DIRECTIONS FOR THIS TASK:
How many of the lines below include the word "background"? Only the number should be given.

Referring expression pointing data:
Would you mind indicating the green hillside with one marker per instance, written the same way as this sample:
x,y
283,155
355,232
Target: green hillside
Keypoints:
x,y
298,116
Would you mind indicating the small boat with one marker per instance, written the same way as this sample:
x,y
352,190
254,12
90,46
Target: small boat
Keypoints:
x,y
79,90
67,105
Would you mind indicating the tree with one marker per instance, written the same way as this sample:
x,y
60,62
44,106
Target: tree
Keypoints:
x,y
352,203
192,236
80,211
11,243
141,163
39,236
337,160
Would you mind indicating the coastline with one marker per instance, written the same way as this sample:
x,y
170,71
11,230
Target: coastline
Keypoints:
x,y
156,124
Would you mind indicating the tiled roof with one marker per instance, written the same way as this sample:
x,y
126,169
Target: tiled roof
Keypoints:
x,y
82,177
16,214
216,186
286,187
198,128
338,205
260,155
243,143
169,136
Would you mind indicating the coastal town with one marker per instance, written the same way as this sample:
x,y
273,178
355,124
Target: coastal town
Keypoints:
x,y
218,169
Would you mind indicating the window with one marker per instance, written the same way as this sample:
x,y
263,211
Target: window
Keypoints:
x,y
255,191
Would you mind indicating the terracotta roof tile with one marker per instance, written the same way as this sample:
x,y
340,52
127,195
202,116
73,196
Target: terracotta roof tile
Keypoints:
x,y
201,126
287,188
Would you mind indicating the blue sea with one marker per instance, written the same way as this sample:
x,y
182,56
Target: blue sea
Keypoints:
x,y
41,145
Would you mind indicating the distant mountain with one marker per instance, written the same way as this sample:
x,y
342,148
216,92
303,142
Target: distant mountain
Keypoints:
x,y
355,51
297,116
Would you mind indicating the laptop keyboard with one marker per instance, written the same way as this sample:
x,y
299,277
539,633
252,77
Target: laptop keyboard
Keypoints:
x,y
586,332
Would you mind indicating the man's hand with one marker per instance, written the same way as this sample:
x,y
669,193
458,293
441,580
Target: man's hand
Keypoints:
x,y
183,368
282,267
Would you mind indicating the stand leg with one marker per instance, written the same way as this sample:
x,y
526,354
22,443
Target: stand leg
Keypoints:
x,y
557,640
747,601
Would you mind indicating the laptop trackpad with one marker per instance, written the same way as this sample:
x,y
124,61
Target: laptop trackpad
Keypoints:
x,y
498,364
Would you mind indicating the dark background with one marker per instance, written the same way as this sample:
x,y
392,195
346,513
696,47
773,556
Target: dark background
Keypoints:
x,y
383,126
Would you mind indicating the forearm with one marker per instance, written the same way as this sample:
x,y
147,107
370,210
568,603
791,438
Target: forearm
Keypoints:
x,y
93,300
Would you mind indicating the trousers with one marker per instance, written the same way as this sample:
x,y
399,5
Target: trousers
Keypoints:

YOUR SOLUTION:
2